• _Excerpt to read_
________

Triple network dysconnectivity has been hypothesized to play an essential role in symptoms including executive functioning deficits, negative symptoms, and abnormal salience and mood states [33]. One effective connectivity measuring approach is dynamic causal modeling (DCM), which shows how coupling among brain regions changes over time [48]. Evidence from DCM dysregulation across the three networks suggested that dysconnectivity between the DMN-CEN was a critical potential biomarker [49]. Specifically, Rodriguez et al. [50] teased apart cognitive profiles of first episode schizophrenia based on a cluster analysis correlated with clinical variables, and resting state fMRI data. [50]. They found that for Cluster 1, hyperconnectivity between the cerebellum-precentral gyrus, SN-insula cortex, and reduced connectivity between the DMN-SN were noted. For Cluster 2, hyperconnectivity between the DMN- cerebellum, SN-precentral gyrus, and FPN-IFG were found; finally, hypoconnectivity between the DMN-insula and SN-pallidum were noted for Cluster 3. Taken together, distinct cognitive profiles were noted with Cluster 1 being linked to decline in attention, working memory/flexibility, and verbal memory deficits. Cluster 2 was linked to decline in verbal memory and increased performance in the attention domain. Finally, Cluster 3 was linked to severe deficits in all cognitive domains. Additional studies by Xu et al. [51] also noted relationships between disrupted intrinsic connectivity in midbrain dopaminergic regions, specifically finding a link between social amotivation and a negative relationship with functional connectivity in key regions. These regions included the substantia niagra, ventral tegmental area, medial-and lateral prefrontal cortex, temporoparietal junction, and dorsal and ventral striatum. In summary, decreased connectivity of dopaminergic areas was chiefly associated with social amotivation, and these brain regions were linked with reward, social and executive functioning [51]. Thus, a constellation of positive and negative symptoms are associated with dysconnectivity in a variety of brain regions spanning the triple network and other areas.

Wylie and colleagues [52] measured working memory using the MATRICS Consensus Cognitive Battery (MCCB), to assess the dysfunction of various components of working memory in relationship to intrinsic connectivity networks measured using ICA. Overall, the study found a strong relationship between working memory task performance and functional connectivity, including both voxel-wise global connectivity measures across frontal, temporal, and parietal regions, and the connectivity of the ICA networks identified with the CEN to these inferior frontal and parietal regions.

________

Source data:
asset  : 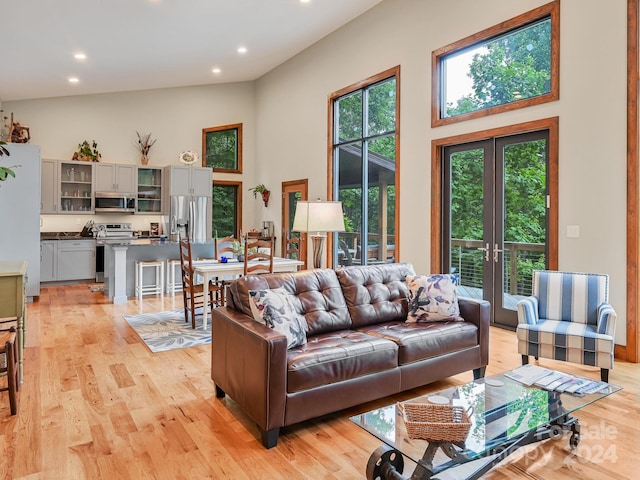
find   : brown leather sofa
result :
[211,264,489,448]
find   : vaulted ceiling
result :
[0,0,381,101]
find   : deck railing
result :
[451,239,545,296]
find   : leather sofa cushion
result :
[358,322,478,365]
[336,263,415,329]
[228,269,351,337]
[287,330,398,394]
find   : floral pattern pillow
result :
[406,274,463,323]
[249,288,307,348]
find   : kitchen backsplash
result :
[40,213,167,232]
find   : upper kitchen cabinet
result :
[165,165,212,197]
[136,167,162,213]
[95,163,136,194]
[58,160,94,213]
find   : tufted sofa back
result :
[336,263,415,328]
[227,269,351,336]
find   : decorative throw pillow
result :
[407,274,462,323]
[249,288,307,348]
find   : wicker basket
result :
[398,403,471,443]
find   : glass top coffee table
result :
[351,372,621,480]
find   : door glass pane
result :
[212,184,238,238]
[334,142,362,265]
[449,149,484,298]
[502,140,547,310]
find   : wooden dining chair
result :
[283,237,300,260]
[244,236,275,275]
[213,237,238,260]
[213,237,239,304]
[180,234,224,329]
[0,317,20,415]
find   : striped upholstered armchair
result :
[516,270,616,382]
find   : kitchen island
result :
[104,239,214,304]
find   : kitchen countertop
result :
[40,232,93,240]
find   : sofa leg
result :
[260,428,280,448]
[216,385,226,398]
[473,366,487,380]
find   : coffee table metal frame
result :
[351,375,620,480]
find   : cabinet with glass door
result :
[57,161,93,213]
[136,167,162,213]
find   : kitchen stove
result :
[93,223,133,283]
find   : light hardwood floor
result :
[0,285,640,480]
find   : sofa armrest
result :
[458,297,491,366]
[516,297,540,325]
[211,307,287,431]
[597,303,618,337]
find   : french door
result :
[441,130,549,328]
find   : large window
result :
[330,67,400,265]
[212,180,242,238]
[431,2,560,126]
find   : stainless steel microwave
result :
[95,192,136,213]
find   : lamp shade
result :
[292,201,344,232]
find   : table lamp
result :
[291,200,344,268]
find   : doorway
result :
[441,130,550,329]
[280,178,309,270]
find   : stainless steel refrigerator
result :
[169,195,211,243]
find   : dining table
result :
[192,257,304,329]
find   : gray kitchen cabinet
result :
[56,240,96,281]
[40,159,60,213]
[56,160,94,214]
[95,163,136,194]
[40,240,58,282]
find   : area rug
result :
[124,310,211,353]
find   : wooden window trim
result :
[614,0,640,363]
[327,65,402,262]
[212,180,242,238]
[431,0,560,127]
[202,123,242,173]
[431,117,559,272]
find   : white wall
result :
[256,0,626,344]
[3,0,626,344]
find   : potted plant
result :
[249,183,271,207]
[71,140,102,162]
[136,132,157,165]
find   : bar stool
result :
[0,327,20,415]
[166,258,182,295]
[136,260,164,300]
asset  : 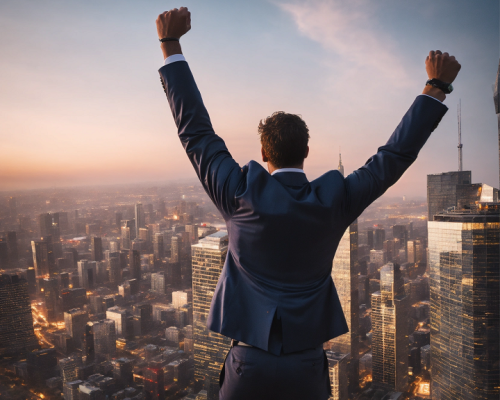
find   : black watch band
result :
[158,38,179,43]
[425,79,453,94]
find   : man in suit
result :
[156,8,460,400]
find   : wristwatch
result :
[425,79,453,94]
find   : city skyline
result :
[0,0,499,196]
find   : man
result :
[156,8,460,400]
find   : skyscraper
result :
[59,355,82,384]
[428,203,500,400]
[337,150,344,176]
[493,62,500,188]
[192,231,230,400]
[40,278,60,322]
[153,233,165,260]
[31,240,56,276]
[372,263,410,392]
[78,260,97,289]
[144,362,165,400]
[0,275,38,356]
[121,220,135,250]
[151,271,166,294]
[326,351,350,400]
[427,171,471,221]
[129,250,141,281]
[135,203,146,237]
[90,236,103,261]
[91,319,116,358]
[64,308,89,349]
[329,221,359,392]
[38,213,52,238]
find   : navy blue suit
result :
[159,57,447,396]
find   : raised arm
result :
[344,50,461,224]
[156,7,243,219]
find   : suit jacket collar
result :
[272,172,309,186]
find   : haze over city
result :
[0,0,499,196]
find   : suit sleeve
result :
[159,61,243,219]
[344,96,448,224]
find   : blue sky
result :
[0,0,499,196]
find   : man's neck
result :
[267,162,304,175]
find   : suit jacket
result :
[159,61,447,353]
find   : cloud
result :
[276,0,414,108]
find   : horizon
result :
[0,0,500,197]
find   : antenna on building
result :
[457,99,463,171]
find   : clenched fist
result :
[425,50,462,83]
[156,7,191,39]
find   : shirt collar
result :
[271,168,305,175]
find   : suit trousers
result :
[219,346,331,400]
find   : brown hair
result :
[259,111,309,168]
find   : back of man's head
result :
[259,111,309,168]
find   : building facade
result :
[372,263,410,392]
[428,203,500,400]
[192,231,230,400]
[0,275,38,356]
[327,221,359,399]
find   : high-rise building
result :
[144,362,165,400]
[337,151,344,176]
[133,303,153,335]
[61,288,87,312]
[373,228,385,250]
[372,263,410,392]
[108,257,122,285]
[90,236,103,261]
[493,62,500,188]
[428,203,500,400]
[8,197,17,218]
[128,250,142,281]
[0,275,38,356]
[185,225,199,244]
[40,278,60,322]
[135,203,146,237]
[112,358,134,386]
[192,231,230,400]
[64,308,89,349]
[427,171,471,221]
[326,351,350,400]
[91,319,116,358]
[329,221,359,392]
[59,355,83,384]
[153,233,165,260]
[26,348,59,384]
[78,260,97,289]
[31,239,56,276]
[106,307,128,336]
[38,213,53,238]
[151,271,167,294]
[63,380,83,400]
[121,220,135,250]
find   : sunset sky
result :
[0,0,499,196]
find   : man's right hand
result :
[156,7,191,39]
[156,7,191,59]
[422,50,462,101]
[425,50,462,83]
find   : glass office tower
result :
[327,220,359,400]
[493,62,500,188]
[427,171,471,221]
[428,203,500,400]
[372,263,410,392]
[191,231,230,400]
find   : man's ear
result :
[260,147,269,162]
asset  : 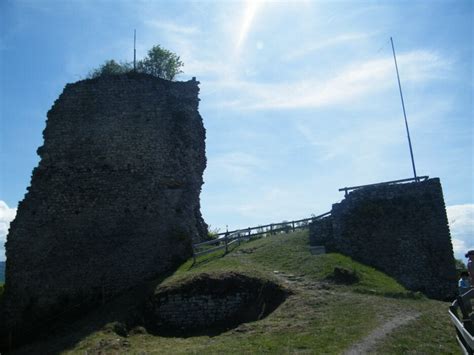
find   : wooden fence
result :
[193,212,331,262]
[449,289,474,354]
[339,176,429,196]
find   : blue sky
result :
[0,0,474,260]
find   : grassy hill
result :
[15,232,459,354]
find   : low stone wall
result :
[310,178,456,299]
[145,272,288,334]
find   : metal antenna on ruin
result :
[133,29,137,71]
[390,37,418,181]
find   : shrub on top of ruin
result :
[88,59,133,79]
[88,45,184,80]
[137,45,184,80]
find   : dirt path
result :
[344,313,420,355]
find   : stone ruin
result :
[310,178,457,300]
[4,73,207,338]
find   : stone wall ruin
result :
[310,178,456,299]
[5,73,207,336]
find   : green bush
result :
[88,45,184,80]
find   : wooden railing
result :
[339,176,429,196]
[193,212,331,262]
[449,288,474,354]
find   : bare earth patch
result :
[344,313,420,355]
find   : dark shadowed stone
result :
[5,73,207,344]
[310,178,456,299]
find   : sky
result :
[0,0,474,260]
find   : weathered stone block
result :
[310,178,456,299]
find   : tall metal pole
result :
[390,37,418,181]
[133,30,137,71]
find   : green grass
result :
[15,232,459,354]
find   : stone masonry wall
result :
[5,73,207,334]
[310,178,456,299]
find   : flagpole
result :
[390,37,418,181]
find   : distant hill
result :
[0,261,5,283]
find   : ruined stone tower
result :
[5,73,207,336]
[310,178,457,300]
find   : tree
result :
[89,59,132,78]
[88,45,184,80]
[137,45,184,80]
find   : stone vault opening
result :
[144,272,290,336]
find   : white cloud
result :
[144,20,201,35]
[0,200,16,261]
[209,51,449,110]
[446,204,474,261]
[206,151,265,183]
[282,33,369,61]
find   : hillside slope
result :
[14,232,459,354]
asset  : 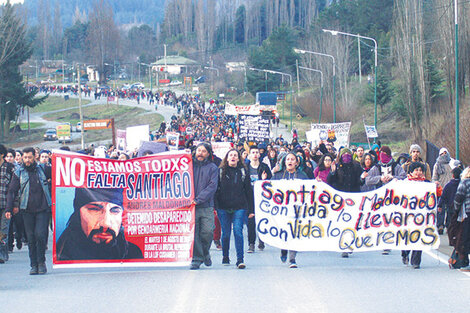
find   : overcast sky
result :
[0,0,24,4]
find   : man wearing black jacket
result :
[190,143,218,270]
[5,147,52,275]
[56,188,143,260]
[246,146,273,253]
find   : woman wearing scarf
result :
[313,154,333,183]
[272,152,308,268]
[364,146,406,255]
[432,148,452,235]
[401,162,429,269]
[361,153,375,192]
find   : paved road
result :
[0,232,470,313]
[20,94,292,149]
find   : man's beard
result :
[87,227,117,245]
[24,162,36,172]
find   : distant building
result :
[225,62,246,72]
[152,55,201,75]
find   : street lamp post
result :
[299,66,323,124]
[294,49,336,123]
[204,66,219,90]
[248,67,294,129]
[454,0,460,160]
[323,29,377,129]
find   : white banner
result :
[126,125,150,151]
[305,122,351,149]
[225,102,268,115]
[194,141,233,159]
[364,124,379,138]
[255,180,439,252]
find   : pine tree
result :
[0,1,45,138]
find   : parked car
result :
[131,83,145,89]
[44,128,57,141]
[170,80,182,86]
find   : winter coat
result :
[193,158,218,209]
[366,159,406,189]
[313,167,331,183]
[327,161,362,192]
[454,178,470,215]
[215,166,254,214]
[402,158,432,181]
[432,154,453,187]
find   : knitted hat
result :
[410,144,423,154]
[73,188,123,211]
[408,162,425,173]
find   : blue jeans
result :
[23,211,50,267]
[0,209,10,261]
[217,209,246,261]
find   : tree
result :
[235,5,246,43]
[87,0,119,83]
[0,1,44,139]
[367,67,393,111]
[247,26,298,94]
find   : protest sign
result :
[305,122,351,149]
[166,132,180,150]
[194,141,233,159]
[52,150,195,267]
[255,180,439,252]
[116,129,127,152]
[238,115,270,142]
[126,125,150,151]
[364,124,379,138]
[225,102,264,115]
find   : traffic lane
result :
[0,245,470,312]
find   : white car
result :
[131,83,145,89]
[170,80,183,86]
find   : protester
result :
[313,154,333,183]
[327,148,362,192]
[451,167,470,270]
[432,148,452,235]
[361,153,375,192]
[190,143,218,270]
[215,149,253,269]
[246,146,273,253]
[437,167,462,247]
[273,152,308,268]
[6,148,51,275]
[0,144,15,264]
[397,144,432,180]
[401,161,429,269]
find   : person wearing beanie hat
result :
[190,142,219,270]
[365,146,406,255]
[432,148,452,234]
[327,148,362,258]
[402,144,431,181]
[366,146,406,188]
[56,188,143,261]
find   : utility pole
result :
[295,60,300,95]
[77,64,85,150]
[454,0,460,160]
[357,34,362,84]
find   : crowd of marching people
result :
[0,92,470,274]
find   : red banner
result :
[52,152,194,267]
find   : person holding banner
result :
[246,146,273,253]
[56,188,143,261]
[273,152,308,268]
[190,142,218,270]
[5,147,52,275]
[365,146,406,255]
[402,162,429,269]
[215,149,254,269]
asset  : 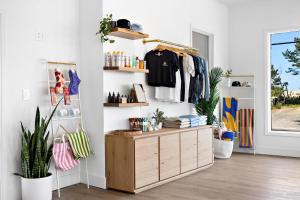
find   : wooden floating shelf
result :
[103,103,149,108]
[103,67,149,73]
[109,28,149,40]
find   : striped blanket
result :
[238,109,254,148]
[68,130,92,160]
[223,97,238,132]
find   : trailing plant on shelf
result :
[16,100,61,179]
[195,67,223,125]
[96,14,115,43]
[224,69,232,78]
[152,108,166,125]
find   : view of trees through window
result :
[270,31,300,132]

________

• _Exercises_
1. List every researcher the passage on brain network connectivity in schizophrenia names as leading a study, each with its reference number.
2. Write the next part of the passage on brain network connectivity in schizophrenia, starting after its final sentence.

• _Responses per task_
1.
Rodriguez et al. [50]
Xu et al. [51]
Wylie and colleagues [52]

2.
In addition to disruptions in cognitive and attentional functioning, additional triple network studies have also noted links to hallucinatory symptoms with triple network dysfunction. For example, compared to healthy controls, patients with visual hallucinations had lower functional connectivity in all vision-related networks, both intra-network and inter-network. This decrease was most prominent for intra-network functional connectivity in the Ventral Attention Network (VAN; that has also been equated with the SN) and the Dorsal Attention Network [43]. Hallucinations have been suggested to stem from a selection mechanism, where sensory representations become chosen in an atypical fashion (compared to healthy controls) rather than being filtered out [53]. Indeed, the SN-DMN connectivity pattern has also been demonstrated as a critical network linked to positive and negative symptoms [54]. Specifically, Hare and colleagues showed that SN-DMN FC was associated with key symptoms such as disordered thought and attentional deficits in schizophrenia, even after participants were controlled for confounding effects of medication. Kandilarova et al. [45] showed that measures of overall schizophrenia symptom severity correlated with reduced connectivity between the anterior insula and the inferior frontal gyrus. Specific network alterations, particularly related to self-inhibitory connection of the anterior insula was noted as a dysconnectivity pattern [45].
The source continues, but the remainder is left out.